- **EXERCISES TO COMPLETE**:
[a] According to the PTE Highlight Correct Summary guide, how long is the audio recording in this task?
[b] Extend the PTE Highlight Correct Summary guide, starting right after its final sentence about subtle additions or distortions.

PTE Highlight Correct Summary Tips & Tricks 2026: Score Faster With This Strategy

PTE Highlight Correct Summary Tips & Tricks 2026: Score Faster With This Strategy

Quick Answer: Eliminate clearly wrong options first (anything that contradicts the audio or adds information not mentioned), then compare remaining options for completeness and accuracy against your notes. The correct summary captures the main point and key details without distortion.


Hey guys, Alex here.

PTE Highlight Correct Summary is one of those tasks that looks deceptively simple: listen to an audio recording, then click on the paragraph that best summarises it.

But the wrong answer options are specifically designed to sound plausible. Each one includes content from the recording. The difference between right and wrong answers is often subtle – and it's deliberately so.

Today I'm giving you the system I use with students to eliminate wrong answers fast and find the correct summary confidently.


Last updated: 18 June 2026

What Is PTE Highlight Correct Summary?

Highlight Correct Summary is a Listening section task where:

  1. You hear an audio recording of 30-90 seconds
  2. You see 4-5 paragraph options on screen – each is a potential summary of the recording
  3. Your job is to click the paragraph that best summarises the recording

You typically get 1-2 of these per exam. The task appears in the Listening section.

Scoring: 1 point for the correct answer, 0 for incorrect. No negative marking.

From Pearson's official weighting table:

  • Listening score contribution: 5%
  • Reading score contribution: 2%

This is a lower-weight task in the context of Listening (where Summarize Group Discussion at 20% and Repeat Sentence at 17% dominate), but it's quick to score if you know the system.


Why Wrong Answers Are Hard to Spot

The Pearson test designers are specifically trained to write plausible wrong answers. Here's how they build distractors:

  1. True information, wrong focus: A wrong summary might accurately describe something mentioned in the recording – but it focuses on a minor detail rather than the main point.

  2. Paraphrased correctly, but incomplete: A wrong option might get the beginning or middle of the recording right, but leave out a crucial part of the main point.

  3. Subtle additions or distortions: One word changed in a wrong option can make a true statement false ("all students" instead of "some students") – but it's easy to miss if you're listening for general content.

- **SOURCE MATERIAL**:
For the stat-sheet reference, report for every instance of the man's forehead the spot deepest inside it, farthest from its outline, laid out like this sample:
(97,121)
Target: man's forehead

- **EXERCISE RESPONSES**:
[a] 30 to 90 seconds.

[b]
  4. Information from outside the recording: Some wrong options introduce ideas that were NOT in the recording at all – plausible ideas that fit the topic but weren't actually said.


PTE Highlight Correct Summary Tips & Tricks (2026)

Tip #1: Read All Options Before the Audio Starts

You have time before the audio begins. Use it. Skim all 4-5 options to get a sense of:

  • What topic is being discussed
  • What the main differences between options are
  • What specific details to listen for

If Option A mentions "climate change" and Option B mentions "economic growth," you know to listen for which theme is the primary focus of the recording.

Tip #2: Listen for the MAIN POINT, Not Details

Correct summaries capture the central argument or main message of the recording. Wrong summaries often capture something true but peripheral.

Ask yourself while listening: "What is the speaker's main point? If they had to say the most important thing in one sentence, what would it be?"

The correct summary will reflect that central message. Wrong answers will reflect secondary information.

Tip #3: Eliminate Options That Include Information NOT in the Recording

If an option includes a specific fact, claim, or argument that the speaker never mentioned, eliminate it. It doesn't matter how plausible that information sounds – if the speaker didn't say it, the summary is wrong.

This elimination strategy can often cut 4 options down to 2 very quickly.

Tip #4: Watch Out for "All/Every/Always" vs "Some/Many/Often"

Absolute quantifiers (all, every, always, never, none) in wrong answer options are a classic distractor technique. The recording might say "most researchers agree" while the wrong option says "all researchers agree."

Listen specifically for quantifiers in the recording and match them carefully to the options.

Tip #5: The Correct Summary Is Usually Broad, Not Specific

The correct summary tends to be at the right level of generality – it captures the main point without being too narrow (just one detail) or too broad (loses the actual content). Wrong answers are often either too specific (one small point) or too general (a vague paraphrase that loses the key message).

Tip #6: Take Notes on the Main Point

During the audio, write down 2-3 keywords that capture the main message. After the audio finishes, compare your notes to the summaries.

Example note: "government spending, healthcare, better outcomes for poor communities"

Now scan each option. Which one matches those keywords at a summary level?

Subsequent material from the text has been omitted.